Problem description>
Each line that includes the word "woman" should be copied from the records.

Excerpted records>
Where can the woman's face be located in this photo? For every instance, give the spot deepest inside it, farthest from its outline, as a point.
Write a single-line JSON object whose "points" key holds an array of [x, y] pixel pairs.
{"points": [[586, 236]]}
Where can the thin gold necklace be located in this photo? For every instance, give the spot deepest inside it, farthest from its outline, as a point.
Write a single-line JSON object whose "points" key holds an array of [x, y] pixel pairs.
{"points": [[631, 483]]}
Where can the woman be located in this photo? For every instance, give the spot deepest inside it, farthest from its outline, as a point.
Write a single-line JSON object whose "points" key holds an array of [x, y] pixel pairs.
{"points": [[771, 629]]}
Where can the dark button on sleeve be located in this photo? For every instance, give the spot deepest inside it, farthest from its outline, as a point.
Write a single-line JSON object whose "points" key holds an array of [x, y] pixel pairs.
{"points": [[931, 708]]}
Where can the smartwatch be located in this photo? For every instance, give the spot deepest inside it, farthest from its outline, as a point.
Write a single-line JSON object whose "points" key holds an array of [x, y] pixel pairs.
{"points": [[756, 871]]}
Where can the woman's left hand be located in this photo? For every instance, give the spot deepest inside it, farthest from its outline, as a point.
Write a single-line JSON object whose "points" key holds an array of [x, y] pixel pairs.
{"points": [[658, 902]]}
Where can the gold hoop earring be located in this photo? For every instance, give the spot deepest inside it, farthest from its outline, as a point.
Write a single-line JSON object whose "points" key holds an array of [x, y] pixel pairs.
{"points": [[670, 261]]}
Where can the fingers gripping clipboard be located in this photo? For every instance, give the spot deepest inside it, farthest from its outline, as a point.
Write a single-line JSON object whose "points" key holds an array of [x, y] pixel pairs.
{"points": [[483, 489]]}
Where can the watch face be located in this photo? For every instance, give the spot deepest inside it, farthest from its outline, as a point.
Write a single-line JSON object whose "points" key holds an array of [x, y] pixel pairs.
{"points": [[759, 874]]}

Response area>
Where can the woman's face be located in this photo? For every instance, give the spot deepest inside it, farthest from its outline, as a point.
Where can the woman be located in this photo? For every instance, give the spot deepest inside it, farthest from its outline, as a point.
Where can the woman's left hand be located in this photo? For every instance, give the spot deepest inside it, farthest from its outline, as a point.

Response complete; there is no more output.